▶ [Directive]: Please rewrite all of these lines, replacing "pixel coordinates" with "image coordinates" and keeping everything else the same.

---------- Given data

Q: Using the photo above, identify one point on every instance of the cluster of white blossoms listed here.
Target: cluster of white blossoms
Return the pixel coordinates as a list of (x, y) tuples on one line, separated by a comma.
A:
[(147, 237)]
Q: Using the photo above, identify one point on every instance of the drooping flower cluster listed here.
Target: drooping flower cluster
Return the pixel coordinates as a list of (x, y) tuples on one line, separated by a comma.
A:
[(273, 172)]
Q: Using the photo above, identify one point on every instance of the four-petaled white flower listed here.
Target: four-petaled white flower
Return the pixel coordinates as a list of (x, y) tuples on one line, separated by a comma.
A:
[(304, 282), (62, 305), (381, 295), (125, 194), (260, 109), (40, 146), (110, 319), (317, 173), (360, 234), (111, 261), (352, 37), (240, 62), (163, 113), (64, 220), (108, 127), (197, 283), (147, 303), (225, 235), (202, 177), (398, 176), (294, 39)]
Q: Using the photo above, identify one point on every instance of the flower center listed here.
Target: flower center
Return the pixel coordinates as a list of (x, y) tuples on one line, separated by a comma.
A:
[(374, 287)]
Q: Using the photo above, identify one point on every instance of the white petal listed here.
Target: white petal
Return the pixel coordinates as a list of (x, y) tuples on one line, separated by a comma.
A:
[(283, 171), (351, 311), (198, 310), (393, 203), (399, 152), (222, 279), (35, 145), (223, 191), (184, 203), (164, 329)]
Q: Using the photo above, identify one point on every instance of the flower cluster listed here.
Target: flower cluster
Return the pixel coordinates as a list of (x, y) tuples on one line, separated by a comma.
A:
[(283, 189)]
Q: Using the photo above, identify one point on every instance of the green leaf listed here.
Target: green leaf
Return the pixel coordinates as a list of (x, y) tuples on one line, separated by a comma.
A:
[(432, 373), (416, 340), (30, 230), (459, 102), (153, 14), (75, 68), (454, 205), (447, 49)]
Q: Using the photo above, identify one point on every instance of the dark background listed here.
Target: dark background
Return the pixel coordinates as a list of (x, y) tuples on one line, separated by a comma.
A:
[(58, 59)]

--------------------

▶ [Final answer]:
Q: Using the photo above, identify one point on every instance of the cluster of white blossoms listed here.
Target: cluster of white blossoms
Return the image coordinates as a list of (x, y) tuples on one line, separated by a comma.
A:
[(147, 237)]
Q: Using the photo above, identify one point on every instance of the drooping flower cluster listed here.
Target: drooping flower cluster
Return the image coordinates as a list of (x, y) tuples on one line, separated by a comma.
A:
[(273, 172)]
Q: Using the photo above, identify one point on every instance of the four-petaled white flower listed here.
Target: four-petaled white flower
Return the image coordinates as a list of (x, y) tuples on one line, separated by a comma.
A:
[(304, 282), (62, 305), (381, 295), (125, 194), (260, 109), (40, 146), (110, 319), (317, 173), (360, 234), (111, 261), (352, 37), (240, 62), (163, 113), (64, 220), (108, 127), (197, 283), (147, 303), (225, 235), (202, 177), (398, 176), (294, 39)]
Q: Using the photo above, identify one point on every instance of the flower center listed here.
Target: flower center
Return the image coordinates as a list of (x, y) tuples on one line, separated by a comma.
A:
[(374, 287)]
Q: Using the photo above, identify one point on every instance of the white petal listed here.
Target: white petal
Return the image coordinates as a list of (x, y) tuples on one line, separated by a comma.
A:
[(283, 171), (351, 311), (198, 310), (393, 203), (399, 152), (222, 279), (35, 145), (223, 191), (184, 203), (164, 329)]
Q: Using the photo above, identify one point on every instance of the flower cluster listed here.
Target: flower cluster
Return the image coordinates as a list of (x, y) tuples on one line, separated by a comma.
A:
[(283, 189)]
Q: Using the photo above, identify one point on every instance of the green leaf listed here.
Target: green leaf
Return the image coordinates as a list of (x, y) tuples on one line, separated by a comma.
A:
[(432, 373), (416, 340), (30, 230), (459, 102), (153, 14), (75, 68), (454, 205), (447, 49)]
Q: Using the photo above, identify one point on every instance of the dark background listed here.
Target: dark background
Return the image coordinates as a list of (x, y) tuples on one line, separated by a comma.
A:
[(58, 59)]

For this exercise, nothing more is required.